=== Reading passage ===
FAQ

Selecting Job Resources

When starting a job you are given options for the amount of CPU and RAM that will be allotted to the job. Selecting too few resources can result in the job failing, and selecting too many can result in the job waiting in the queue for resources to become available. We have provided a dashboard to check the status of currently running jobs to see what resources they have consumed so far, it is available here: https://hpc.grit.ucsb.edu/pun/sys/job-efficiency/. This page will provide guidance on what resources to select for the next run of your job.

Jupyterhub

Generally python / jupyterhub jobs will be single threaded and only use a single CPU core unless otherwise specified. Common libraries to check for that enable multi-threading are the following:

NumPy
SciPy
NumExpr
Numba
TensorFlow
PyTorch

If one or more of these libraries are you please do a trial run with 2-4 cores and verify that they are being utilized with the job resource utilization analyzer.

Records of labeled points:
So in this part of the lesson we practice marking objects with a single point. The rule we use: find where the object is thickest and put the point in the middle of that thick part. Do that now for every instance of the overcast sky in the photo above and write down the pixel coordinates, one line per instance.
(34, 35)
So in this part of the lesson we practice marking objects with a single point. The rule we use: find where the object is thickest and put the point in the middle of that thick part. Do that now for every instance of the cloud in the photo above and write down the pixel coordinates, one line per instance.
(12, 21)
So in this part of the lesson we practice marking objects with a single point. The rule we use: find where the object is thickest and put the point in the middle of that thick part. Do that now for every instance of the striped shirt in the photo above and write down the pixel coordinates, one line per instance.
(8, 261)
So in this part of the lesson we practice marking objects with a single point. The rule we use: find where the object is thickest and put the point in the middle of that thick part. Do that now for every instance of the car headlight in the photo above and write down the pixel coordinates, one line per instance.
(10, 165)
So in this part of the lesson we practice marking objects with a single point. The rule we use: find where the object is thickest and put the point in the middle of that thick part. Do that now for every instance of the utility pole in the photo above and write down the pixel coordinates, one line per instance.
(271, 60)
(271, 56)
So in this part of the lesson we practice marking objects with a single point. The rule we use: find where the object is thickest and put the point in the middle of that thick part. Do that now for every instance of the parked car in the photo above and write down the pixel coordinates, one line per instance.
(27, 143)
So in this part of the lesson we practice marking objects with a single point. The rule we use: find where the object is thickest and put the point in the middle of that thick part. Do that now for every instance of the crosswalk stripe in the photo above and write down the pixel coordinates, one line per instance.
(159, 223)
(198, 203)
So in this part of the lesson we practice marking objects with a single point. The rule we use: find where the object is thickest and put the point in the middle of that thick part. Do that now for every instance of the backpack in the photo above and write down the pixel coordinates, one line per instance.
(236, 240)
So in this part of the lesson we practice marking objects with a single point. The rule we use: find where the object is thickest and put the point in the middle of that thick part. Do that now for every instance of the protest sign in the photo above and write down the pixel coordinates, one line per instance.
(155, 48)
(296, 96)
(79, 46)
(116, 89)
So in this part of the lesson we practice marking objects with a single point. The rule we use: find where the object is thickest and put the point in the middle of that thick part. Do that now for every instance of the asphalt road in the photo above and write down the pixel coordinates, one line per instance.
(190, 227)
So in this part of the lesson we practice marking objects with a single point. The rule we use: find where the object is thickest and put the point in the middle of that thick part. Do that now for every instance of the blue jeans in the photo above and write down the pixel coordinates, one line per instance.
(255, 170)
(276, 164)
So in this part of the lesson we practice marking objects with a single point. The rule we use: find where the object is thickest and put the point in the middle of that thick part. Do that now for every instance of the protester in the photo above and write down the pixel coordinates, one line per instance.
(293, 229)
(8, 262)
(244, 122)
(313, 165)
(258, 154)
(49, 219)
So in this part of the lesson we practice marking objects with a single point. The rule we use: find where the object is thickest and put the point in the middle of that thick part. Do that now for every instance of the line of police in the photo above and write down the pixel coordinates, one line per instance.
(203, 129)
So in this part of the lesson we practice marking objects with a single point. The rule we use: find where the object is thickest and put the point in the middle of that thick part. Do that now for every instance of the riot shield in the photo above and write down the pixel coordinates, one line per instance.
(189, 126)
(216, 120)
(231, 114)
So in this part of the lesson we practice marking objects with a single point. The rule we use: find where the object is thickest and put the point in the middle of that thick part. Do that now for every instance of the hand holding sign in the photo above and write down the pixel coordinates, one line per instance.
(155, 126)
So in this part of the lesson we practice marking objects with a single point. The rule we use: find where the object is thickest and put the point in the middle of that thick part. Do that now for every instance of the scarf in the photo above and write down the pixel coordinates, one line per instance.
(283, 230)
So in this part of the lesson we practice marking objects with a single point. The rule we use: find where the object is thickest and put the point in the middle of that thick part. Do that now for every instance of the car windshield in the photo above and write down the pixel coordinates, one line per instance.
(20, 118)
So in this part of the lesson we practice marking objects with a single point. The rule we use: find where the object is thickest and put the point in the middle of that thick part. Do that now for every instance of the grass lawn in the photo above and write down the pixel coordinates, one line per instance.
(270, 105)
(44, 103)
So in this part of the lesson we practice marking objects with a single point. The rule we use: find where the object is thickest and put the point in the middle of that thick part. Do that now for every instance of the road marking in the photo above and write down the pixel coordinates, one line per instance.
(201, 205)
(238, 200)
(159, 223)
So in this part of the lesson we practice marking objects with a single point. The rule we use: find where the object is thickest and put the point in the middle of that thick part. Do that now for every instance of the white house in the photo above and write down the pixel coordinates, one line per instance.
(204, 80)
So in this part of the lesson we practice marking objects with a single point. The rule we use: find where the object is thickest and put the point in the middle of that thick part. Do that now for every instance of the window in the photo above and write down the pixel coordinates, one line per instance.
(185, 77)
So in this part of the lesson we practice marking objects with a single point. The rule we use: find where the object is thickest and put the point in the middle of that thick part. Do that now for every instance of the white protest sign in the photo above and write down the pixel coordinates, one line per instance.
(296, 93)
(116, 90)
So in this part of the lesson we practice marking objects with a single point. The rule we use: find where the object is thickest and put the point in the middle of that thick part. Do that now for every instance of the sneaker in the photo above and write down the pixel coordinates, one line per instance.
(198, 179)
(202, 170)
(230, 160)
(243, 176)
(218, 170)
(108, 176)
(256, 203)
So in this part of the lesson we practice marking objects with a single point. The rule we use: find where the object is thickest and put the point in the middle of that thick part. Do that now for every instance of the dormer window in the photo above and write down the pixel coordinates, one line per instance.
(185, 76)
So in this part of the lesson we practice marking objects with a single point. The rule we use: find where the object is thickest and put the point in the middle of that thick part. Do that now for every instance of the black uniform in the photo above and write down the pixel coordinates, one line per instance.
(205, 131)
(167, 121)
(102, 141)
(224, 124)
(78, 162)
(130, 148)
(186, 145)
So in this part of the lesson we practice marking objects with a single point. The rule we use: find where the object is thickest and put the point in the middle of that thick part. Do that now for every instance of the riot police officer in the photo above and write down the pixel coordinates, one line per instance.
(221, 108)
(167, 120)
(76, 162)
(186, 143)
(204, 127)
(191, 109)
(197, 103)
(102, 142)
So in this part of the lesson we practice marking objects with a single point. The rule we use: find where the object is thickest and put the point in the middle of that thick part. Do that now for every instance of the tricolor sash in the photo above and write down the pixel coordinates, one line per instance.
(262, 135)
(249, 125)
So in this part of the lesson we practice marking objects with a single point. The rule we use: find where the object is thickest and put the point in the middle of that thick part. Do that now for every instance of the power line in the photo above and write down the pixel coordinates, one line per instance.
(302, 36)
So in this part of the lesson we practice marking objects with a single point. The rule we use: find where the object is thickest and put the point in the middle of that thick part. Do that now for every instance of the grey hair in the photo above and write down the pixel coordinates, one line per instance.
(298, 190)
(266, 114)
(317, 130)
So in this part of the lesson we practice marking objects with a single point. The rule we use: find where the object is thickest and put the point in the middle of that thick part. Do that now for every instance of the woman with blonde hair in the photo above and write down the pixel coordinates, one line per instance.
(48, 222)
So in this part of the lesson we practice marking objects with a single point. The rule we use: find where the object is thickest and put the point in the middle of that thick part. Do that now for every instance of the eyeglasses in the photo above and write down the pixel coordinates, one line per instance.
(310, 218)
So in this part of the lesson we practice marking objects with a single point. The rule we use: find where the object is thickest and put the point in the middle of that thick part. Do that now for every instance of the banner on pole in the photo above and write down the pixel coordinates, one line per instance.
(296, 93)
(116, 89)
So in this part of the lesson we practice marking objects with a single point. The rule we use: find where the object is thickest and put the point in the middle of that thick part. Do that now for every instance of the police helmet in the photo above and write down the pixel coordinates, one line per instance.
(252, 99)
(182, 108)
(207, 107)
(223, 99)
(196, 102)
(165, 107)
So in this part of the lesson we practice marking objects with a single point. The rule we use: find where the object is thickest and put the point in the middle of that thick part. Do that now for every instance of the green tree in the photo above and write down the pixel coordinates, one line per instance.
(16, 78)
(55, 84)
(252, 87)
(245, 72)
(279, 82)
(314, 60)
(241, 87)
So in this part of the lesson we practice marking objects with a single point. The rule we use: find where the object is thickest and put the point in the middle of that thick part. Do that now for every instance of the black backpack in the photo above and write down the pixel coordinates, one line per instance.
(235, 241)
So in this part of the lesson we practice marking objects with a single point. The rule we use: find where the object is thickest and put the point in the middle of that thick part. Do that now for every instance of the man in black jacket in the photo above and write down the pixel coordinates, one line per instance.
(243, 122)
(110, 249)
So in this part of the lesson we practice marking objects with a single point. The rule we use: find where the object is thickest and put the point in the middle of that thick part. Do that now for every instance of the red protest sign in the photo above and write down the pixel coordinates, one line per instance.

=== Task instructions ===
1. In the job resources FAQ, write out the part that opens with the words containing "Generally python /" and closes with "resource utilization analyzer.", swapping "trial run" for "test run".
2. Copy the entries word for word, starting at the line that contains "of the police" and continuing through the last of the entries.

=== Expected responses ===
1.
Generally python / jupyterhub jobs will be single threaded and only use a single CPU core unless otherwise specified. Common libraries to check for that enable multi-threading are the following:

NumPy
SciPy
NumExpr
Numba
TensorFlow
PyTorch

If one or more of these libraries are you please do a test run with 2-4 cores and verify that they are being utilized with the job resource utilization analyzer.

2.
So in this part of the lesson we practice marking objects with a single point. The rule we use: find where the object is thickest and put the point in the middle of that thick part. Do that now for every instance of the police helmet in the photo above and write down the pixel coordinates, one line per instance.
(252, 99)
(182, 108)
(207, 107)
(223, 99)
(196, 102)
(165, 107)
So in this part of the lesson we practice marking objects with a single point. The rule we use: find where the object is thickest and put the point in the middle of that thick part. Do that now for every instance of the green tree in the photo above and write down the pixel coordinates, one line per instance.
(16, 78)
(55, 84)
(252, 87)
(245, 72)
(279, 82)
(314, 60)
(241, 87)
So in this part of the lesson we practice marking objects with a single point. The rule we use: find where the object is thickest and put the point in the middle of that thick part. Do that now for every instance of the black backpack in the photo above and write down the pixel coordinates, one line per instance.
(235, 241)
So in this part of the lesson we practice marking objects with a single point. The rule we use: find where the object is thickest and put the point in the middle of that thick part. Do that now for every instance of the man in black jacket in the photo above and write down the pixel coordinates, one line per instance.
(243, 122)
(110, 249)
So in this part of the lesson we practice marking objects with a single point. The rule we use: find where the object is thickest and put the point in the middle of that thick part. Do that now for every instance of the red protest sign in the photo above and write down the pixel coordinates, one line per instance.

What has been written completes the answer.